(Position identification records)
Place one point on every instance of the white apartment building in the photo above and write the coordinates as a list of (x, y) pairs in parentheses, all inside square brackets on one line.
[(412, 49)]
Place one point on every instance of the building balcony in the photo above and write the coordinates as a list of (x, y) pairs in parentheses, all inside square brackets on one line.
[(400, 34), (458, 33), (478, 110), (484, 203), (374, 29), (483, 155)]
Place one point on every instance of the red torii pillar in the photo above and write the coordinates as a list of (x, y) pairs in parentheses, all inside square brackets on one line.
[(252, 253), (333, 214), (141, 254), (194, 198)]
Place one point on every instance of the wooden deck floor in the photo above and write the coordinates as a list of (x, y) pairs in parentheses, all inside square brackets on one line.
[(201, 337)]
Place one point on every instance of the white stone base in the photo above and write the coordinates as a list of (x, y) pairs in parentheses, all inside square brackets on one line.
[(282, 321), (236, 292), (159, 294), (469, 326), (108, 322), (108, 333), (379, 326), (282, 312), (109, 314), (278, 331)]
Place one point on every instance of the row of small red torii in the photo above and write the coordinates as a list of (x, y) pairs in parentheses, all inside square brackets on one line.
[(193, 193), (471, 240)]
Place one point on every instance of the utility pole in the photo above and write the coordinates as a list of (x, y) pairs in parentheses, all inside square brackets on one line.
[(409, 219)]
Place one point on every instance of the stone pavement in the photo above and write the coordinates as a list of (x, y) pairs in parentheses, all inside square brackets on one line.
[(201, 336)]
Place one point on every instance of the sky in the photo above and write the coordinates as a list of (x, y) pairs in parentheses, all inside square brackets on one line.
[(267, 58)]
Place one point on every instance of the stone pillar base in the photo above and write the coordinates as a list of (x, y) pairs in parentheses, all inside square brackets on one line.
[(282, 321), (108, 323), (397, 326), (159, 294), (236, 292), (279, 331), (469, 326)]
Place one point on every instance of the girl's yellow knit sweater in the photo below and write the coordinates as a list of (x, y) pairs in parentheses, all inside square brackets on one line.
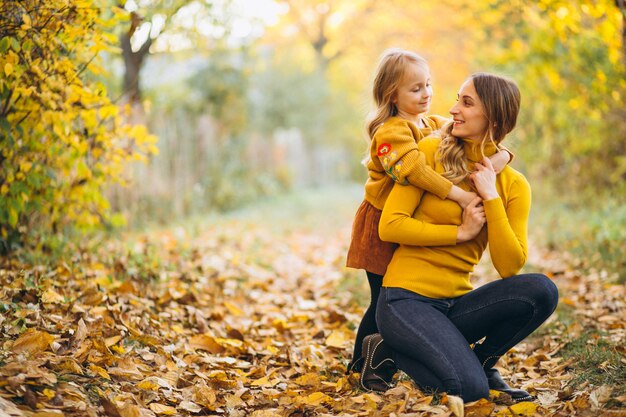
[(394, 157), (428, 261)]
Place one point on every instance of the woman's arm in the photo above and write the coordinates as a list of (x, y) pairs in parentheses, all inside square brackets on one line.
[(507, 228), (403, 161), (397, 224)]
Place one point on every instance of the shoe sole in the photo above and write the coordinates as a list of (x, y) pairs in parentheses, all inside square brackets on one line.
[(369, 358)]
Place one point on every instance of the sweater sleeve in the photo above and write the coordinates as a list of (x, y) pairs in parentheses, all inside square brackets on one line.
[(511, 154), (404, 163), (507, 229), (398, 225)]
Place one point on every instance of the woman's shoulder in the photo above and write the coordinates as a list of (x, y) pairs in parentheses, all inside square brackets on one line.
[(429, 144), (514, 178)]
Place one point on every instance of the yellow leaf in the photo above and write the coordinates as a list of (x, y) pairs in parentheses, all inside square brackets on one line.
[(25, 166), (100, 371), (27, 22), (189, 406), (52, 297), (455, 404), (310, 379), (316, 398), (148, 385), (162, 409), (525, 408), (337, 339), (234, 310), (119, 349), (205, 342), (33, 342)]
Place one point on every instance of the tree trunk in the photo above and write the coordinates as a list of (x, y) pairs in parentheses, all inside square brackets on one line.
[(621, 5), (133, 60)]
==
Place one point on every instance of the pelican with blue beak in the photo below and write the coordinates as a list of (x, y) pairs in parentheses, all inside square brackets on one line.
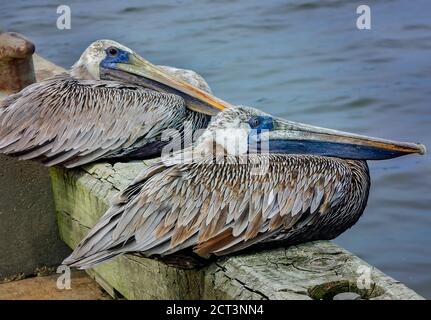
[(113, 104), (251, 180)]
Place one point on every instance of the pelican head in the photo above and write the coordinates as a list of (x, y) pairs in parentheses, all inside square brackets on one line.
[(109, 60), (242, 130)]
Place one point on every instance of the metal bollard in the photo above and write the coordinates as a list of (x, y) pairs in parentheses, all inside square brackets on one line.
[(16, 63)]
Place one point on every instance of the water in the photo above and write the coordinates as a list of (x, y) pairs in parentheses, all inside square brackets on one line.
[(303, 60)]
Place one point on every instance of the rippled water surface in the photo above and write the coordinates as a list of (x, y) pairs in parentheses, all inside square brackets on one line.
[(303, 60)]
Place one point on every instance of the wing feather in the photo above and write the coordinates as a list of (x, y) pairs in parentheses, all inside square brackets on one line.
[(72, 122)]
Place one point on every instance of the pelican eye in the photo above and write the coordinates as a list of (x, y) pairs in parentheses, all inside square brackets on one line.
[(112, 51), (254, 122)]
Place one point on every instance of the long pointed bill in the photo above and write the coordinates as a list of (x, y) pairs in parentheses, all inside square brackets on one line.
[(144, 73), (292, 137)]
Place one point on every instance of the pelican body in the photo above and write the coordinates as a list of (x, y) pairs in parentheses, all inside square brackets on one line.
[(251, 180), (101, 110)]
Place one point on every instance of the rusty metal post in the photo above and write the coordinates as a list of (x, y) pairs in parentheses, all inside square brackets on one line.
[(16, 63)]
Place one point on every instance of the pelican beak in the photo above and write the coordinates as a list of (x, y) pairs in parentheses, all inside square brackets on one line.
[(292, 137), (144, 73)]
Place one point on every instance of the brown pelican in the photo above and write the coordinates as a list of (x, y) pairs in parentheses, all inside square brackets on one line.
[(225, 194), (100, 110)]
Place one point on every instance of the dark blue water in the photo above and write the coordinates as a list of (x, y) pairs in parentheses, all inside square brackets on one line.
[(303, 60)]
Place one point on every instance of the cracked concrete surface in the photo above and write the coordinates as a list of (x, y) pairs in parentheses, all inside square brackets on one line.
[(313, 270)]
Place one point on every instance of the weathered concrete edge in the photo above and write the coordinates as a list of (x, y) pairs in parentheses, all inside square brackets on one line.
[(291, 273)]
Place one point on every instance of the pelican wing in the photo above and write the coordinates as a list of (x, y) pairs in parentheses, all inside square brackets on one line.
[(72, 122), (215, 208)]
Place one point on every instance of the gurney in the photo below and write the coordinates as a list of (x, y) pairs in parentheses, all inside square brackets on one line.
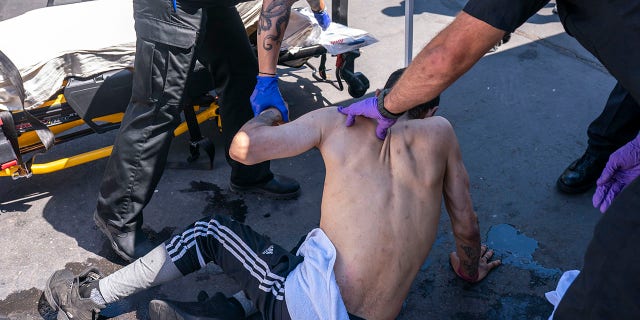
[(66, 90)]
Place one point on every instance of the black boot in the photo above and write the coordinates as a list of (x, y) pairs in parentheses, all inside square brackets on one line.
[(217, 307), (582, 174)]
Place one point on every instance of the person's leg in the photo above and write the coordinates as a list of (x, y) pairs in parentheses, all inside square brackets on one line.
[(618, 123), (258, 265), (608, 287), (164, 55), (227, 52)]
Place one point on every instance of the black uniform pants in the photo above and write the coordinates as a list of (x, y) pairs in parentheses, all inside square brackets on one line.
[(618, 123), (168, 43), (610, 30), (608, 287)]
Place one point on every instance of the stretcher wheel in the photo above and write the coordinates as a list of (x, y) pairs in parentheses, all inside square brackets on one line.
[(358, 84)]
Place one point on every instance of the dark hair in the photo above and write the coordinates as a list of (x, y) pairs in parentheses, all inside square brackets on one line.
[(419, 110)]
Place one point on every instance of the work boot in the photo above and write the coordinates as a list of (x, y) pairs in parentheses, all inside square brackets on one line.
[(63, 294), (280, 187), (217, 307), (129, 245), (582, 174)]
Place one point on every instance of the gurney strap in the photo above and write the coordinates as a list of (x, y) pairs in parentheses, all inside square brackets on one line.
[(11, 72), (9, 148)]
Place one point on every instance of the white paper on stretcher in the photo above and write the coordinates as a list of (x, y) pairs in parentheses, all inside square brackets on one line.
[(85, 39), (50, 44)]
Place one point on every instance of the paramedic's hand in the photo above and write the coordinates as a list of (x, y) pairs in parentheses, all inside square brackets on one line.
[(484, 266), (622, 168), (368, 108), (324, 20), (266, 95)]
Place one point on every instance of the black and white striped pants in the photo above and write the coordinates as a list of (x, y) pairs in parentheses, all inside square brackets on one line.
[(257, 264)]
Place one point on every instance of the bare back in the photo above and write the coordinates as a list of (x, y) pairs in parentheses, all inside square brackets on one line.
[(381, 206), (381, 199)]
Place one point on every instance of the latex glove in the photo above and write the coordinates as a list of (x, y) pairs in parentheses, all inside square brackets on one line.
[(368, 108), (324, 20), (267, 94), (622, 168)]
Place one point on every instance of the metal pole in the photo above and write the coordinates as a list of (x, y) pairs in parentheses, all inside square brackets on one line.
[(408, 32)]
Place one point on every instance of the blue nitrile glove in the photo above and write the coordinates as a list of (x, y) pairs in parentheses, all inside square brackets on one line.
==
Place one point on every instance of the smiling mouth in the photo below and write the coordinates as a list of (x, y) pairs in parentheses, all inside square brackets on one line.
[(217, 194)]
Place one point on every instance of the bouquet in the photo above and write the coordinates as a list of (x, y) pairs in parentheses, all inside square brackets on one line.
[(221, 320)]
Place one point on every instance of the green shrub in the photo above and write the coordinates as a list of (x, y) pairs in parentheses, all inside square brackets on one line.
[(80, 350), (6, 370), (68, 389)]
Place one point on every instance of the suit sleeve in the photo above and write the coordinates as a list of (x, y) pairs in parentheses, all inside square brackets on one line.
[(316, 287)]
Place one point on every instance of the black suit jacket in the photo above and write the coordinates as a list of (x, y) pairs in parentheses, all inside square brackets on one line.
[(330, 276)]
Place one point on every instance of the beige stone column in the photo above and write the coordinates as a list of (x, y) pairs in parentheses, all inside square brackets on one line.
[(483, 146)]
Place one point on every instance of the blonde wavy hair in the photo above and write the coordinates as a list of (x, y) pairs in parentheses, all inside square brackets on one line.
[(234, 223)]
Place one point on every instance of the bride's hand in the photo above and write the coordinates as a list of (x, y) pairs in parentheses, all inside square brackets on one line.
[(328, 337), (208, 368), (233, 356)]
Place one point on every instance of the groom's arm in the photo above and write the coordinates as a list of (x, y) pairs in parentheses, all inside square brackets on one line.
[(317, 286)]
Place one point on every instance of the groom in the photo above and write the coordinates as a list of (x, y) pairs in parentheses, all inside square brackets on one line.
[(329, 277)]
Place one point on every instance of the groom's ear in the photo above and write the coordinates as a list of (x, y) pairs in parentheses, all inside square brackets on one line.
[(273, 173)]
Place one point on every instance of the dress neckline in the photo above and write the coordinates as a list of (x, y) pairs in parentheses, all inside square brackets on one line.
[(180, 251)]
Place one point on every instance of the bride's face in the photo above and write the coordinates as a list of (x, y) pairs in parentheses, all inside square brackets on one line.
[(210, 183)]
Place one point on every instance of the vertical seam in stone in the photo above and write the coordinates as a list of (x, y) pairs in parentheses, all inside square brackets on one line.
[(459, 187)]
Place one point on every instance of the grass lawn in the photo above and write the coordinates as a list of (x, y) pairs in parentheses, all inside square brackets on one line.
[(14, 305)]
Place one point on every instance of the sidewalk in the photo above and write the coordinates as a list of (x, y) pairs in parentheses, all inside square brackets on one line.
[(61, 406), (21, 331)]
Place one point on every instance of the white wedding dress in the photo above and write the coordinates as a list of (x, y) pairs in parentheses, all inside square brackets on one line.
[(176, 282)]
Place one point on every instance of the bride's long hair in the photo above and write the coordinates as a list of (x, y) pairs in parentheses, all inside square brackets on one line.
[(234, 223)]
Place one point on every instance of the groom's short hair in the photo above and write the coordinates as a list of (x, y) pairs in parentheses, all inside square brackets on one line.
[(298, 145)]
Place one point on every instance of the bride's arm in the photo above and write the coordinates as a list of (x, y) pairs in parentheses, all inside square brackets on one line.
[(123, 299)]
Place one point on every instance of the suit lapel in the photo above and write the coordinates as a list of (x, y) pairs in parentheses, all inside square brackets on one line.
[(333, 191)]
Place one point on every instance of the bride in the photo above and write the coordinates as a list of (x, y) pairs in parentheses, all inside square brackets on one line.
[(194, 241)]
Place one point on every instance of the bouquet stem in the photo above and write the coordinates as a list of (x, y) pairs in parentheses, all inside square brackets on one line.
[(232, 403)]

To be done:
Reproduce verbatim the lines running from the line with "Place one point on every instance of the stone pillar" up to and including the line with "[(621, 5), (133, 60)]", omitting any pictures from your answer.

Solved problem:
Place one point on every instance of the stone pillar base in the photo above and write the coordinates as a list of (x, y) pairs in parentheses, all inside square brackets on one line.
[(282, 321), (108, 323), (397, 326), (159, 294), (236, 292), (279, 331), (469, 326)]
Place one point on every instance of the girl's yellow knit sweater in the photo below and write the coordinates as a list of (x, y) pairs in parentheses, all inside square brackets on one line.
[(394, 157), (428, 261)]
Place one point on every instance of the woman's arm in the photo above and write the coordinates as a list of (x, y) pairs in parentheses, all inside square brackets on one line.
[(507, 228), (403, 161), (397, 224)]
Place one point on every instance of the shoe sole in the photo above and write the coordinates as a list of (x, y) pairs in parentheses, all inside square brackets on one line.
[(369, 358)]
Place one point on every instance of the sweater sleeve in the photo above and write the coordinates as a list of (x, y) pairs in parentheses, all inside square brackets on one line.
[(511, 154), (404, 163), (507, 229), (398, 225)]
Place one point on every instance of the woman's shoulder in the photo above and write the coordinates as a list of (x, y) pairs in parentheses, all inside square brackets on one line.
[(429, 144), (514, 178)]
Place one point on every instance of the yellow leaf in the photo above and write the coordinates as a list of (x, y) pairs in parentheses, all inside square brackets on one line.
[(25, 166), (100, 371), (27, 22), (189, 406), (52, 297), (455, 404), (310, 379), (316, 398), (148, 385), (162, 409), (525, 408), (337, 339), (234, 310), (119, 349), (205, 342), (33, 342)]
Place one point on every instance of the tree trunk in the photo above and write the coordinates as a list of (x, y) pairs in parentheses, all inside square brackets on one line.
[(621, 5), (133, 60)]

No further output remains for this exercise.